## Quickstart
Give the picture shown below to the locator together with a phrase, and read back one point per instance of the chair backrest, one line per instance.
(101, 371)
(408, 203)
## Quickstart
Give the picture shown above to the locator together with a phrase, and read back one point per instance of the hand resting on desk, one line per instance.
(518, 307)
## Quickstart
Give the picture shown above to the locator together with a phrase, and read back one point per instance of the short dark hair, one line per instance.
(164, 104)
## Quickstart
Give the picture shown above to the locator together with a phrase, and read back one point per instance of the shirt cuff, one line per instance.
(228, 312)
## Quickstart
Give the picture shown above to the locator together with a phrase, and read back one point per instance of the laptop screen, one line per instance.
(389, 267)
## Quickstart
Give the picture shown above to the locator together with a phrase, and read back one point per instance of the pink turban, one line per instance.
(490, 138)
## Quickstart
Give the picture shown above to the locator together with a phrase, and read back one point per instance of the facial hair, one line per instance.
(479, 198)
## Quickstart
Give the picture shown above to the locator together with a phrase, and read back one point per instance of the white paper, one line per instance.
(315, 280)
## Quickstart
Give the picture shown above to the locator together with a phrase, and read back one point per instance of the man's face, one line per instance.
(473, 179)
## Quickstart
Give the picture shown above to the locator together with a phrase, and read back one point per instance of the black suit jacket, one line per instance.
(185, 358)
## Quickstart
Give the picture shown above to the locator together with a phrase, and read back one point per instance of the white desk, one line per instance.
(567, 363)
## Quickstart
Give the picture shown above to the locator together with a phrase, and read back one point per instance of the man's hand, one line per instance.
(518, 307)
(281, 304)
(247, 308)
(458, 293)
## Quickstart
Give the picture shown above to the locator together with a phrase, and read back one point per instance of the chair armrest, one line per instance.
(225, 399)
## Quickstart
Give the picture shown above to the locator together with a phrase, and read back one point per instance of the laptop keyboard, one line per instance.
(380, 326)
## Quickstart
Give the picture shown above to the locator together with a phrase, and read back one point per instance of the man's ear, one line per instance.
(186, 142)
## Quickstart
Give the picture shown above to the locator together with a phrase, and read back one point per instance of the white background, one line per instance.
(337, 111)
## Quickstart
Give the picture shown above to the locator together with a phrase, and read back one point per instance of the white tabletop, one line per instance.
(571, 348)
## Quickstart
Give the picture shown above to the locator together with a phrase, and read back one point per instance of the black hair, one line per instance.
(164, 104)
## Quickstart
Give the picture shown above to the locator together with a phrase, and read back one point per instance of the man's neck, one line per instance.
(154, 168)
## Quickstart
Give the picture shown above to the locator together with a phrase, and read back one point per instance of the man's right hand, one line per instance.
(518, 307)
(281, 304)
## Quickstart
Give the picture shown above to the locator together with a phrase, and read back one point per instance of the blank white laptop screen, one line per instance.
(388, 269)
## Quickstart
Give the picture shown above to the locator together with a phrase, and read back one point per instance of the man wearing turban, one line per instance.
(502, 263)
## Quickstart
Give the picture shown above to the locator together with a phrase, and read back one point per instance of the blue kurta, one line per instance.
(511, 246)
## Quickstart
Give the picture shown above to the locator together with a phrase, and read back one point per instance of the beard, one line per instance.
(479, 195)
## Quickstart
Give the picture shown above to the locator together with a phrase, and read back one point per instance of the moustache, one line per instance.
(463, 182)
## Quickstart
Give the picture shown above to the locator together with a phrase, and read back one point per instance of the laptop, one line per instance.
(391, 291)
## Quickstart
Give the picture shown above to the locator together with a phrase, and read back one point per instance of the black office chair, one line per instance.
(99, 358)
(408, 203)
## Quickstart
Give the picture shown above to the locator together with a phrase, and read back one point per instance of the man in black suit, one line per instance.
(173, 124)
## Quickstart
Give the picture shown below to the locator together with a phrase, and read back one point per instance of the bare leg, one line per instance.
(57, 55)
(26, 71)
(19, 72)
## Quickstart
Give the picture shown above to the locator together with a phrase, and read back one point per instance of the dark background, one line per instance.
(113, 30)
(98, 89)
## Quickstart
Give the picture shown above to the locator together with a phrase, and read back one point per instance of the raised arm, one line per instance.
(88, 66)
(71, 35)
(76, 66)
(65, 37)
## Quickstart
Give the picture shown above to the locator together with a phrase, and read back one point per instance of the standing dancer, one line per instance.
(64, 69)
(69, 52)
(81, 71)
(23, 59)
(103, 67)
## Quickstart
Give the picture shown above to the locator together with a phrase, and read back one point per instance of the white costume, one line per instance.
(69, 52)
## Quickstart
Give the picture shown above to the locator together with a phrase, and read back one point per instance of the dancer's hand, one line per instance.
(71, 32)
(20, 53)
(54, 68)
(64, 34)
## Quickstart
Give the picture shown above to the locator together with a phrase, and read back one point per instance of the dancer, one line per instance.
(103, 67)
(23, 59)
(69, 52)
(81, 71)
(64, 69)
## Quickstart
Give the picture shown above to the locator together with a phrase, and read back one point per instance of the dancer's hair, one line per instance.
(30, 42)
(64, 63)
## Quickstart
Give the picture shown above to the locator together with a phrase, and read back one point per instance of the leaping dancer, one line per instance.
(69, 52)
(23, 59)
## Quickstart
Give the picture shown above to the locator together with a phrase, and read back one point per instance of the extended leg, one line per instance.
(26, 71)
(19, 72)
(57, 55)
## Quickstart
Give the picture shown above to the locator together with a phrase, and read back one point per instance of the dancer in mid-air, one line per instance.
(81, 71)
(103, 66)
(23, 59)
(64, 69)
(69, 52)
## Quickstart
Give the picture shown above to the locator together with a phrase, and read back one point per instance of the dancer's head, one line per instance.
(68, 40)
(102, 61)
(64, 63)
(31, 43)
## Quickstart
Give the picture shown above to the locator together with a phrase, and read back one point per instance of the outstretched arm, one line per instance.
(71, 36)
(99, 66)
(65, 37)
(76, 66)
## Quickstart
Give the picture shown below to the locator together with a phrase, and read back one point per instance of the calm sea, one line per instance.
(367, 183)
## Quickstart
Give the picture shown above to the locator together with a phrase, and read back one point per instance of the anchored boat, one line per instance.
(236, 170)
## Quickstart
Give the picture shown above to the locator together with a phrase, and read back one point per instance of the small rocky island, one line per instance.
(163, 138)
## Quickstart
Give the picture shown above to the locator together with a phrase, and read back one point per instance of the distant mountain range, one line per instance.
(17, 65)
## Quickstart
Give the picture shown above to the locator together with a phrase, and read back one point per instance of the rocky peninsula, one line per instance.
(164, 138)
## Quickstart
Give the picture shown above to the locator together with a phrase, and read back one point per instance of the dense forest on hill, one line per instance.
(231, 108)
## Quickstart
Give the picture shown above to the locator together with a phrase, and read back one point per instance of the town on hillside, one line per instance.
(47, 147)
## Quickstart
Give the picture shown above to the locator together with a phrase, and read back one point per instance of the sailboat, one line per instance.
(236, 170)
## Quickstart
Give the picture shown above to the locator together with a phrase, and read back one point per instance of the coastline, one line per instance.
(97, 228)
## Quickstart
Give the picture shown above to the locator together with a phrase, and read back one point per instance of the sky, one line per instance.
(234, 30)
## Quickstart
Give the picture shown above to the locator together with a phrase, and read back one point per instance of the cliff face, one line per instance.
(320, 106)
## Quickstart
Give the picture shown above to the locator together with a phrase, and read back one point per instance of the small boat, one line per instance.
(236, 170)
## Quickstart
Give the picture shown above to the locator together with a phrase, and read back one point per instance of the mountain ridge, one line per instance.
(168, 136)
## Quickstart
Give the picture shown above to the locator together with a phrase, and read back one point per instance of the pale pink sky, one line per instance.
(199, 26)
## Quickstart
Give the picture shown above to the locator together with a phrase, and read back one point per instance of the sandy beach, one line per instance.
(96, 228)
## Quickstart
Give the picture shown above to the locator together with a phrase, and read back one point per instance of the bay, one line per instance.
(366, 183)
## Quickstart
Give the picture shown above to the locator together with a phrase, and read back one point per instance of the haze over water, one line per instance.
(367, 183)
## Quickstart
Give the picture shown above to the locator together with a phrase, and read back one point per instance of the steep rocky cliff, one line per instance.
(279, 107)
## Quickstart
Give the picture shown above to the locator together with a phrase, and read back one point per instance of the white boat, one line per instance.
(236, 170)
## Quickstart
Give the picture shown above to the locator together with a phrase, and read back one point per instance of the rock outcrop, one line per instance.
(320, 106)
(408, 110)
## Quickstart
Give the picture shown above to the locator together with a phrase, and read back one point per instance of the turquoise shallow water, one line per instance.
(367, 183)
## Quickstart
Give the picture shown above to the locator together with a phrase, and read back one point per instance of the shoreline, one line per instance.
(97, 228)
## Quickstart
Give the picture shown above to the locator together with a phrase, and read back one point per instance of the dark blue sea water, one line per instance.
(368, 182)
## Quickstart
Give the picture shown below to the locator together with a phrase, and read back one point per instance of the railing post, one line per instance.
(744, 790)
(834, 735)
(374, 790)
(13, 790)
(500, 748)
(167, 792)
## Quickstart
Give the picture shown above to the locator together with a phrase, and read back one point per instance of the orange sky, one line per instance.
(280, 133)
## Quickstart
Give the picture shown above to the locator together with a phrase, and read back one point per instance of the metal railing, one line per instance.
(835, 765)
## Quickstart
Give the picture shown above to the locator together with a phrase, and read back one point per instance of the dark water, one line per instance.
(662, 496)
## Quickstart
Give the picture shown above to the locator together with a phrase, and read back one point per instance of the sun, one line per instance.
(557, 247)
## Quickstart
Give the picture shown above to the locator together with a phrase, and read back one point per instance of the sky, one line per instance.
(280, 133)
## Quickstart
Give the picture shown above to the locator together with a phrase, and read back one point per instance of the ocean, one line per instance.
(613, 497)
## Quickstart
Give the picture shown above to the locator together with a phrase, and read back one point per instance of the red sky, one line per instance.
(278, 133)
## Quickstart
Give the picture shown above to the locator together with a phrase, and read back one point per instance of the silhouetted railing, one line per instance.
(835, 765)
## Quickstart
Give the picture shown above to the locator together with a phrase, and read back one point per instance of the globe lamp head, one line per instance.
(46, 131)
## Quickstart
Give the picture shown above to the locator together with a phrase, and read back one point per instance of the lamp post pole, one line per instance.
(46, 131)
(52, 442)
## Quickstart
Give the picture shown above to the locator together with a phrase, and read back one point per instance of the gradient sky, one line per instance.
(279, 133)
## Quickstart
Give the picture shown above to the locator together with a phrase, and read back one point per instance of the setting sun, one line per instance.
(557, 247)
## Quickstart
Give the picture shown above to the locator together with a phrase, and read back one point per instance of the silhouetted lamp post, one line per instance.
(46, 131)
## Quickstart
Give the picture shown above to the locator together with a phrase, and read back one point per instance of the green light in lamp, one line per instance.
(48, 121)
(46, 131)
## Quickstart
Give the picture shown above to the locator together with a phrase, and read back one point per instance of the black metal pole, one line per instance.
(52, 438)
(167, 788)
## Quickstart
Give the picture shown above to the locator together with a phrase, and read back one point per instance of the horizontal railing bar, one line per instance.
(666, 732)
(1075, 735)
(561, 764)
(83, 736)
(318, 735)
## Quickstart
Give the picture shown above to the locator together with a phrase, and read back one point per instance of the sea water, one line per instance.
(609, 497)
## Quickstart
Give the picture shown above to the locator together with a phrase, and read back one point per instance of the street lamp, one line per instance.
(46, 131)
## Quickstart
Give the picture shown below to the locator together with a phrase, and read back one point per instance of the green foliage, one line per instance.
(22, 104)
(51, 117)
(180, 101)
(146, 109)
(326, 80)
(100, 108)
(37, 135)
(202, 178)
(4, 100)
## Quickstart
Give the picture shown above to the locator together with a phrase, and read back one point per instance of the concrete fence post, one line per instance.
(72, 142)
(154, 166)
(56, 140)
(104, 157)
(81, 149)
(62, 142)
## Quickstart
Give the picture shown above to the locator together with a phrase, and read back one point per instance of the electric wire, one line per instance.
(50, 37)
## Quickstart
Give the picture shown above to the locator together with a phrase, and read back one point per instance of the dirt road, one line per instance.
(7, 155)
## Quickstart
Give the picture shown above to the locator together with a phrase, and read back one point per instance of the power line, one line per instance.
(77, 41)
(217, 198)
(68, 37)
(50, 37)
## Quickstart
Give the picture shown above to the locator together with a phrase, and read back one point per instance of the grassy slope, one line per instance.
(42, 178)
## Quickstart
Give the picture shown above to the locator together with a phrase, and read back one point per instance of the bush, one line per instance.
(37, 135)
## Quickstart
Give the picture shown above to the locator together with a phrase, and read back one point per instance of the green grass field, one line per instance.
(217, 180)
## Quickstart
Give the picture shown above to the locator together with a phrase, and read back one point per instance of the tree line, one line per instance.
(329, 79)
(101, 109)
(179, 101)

▸ Objective: How many lines of the records above contain the word "cliff"? Reply with the number alone.

▸ Exercise solution: 2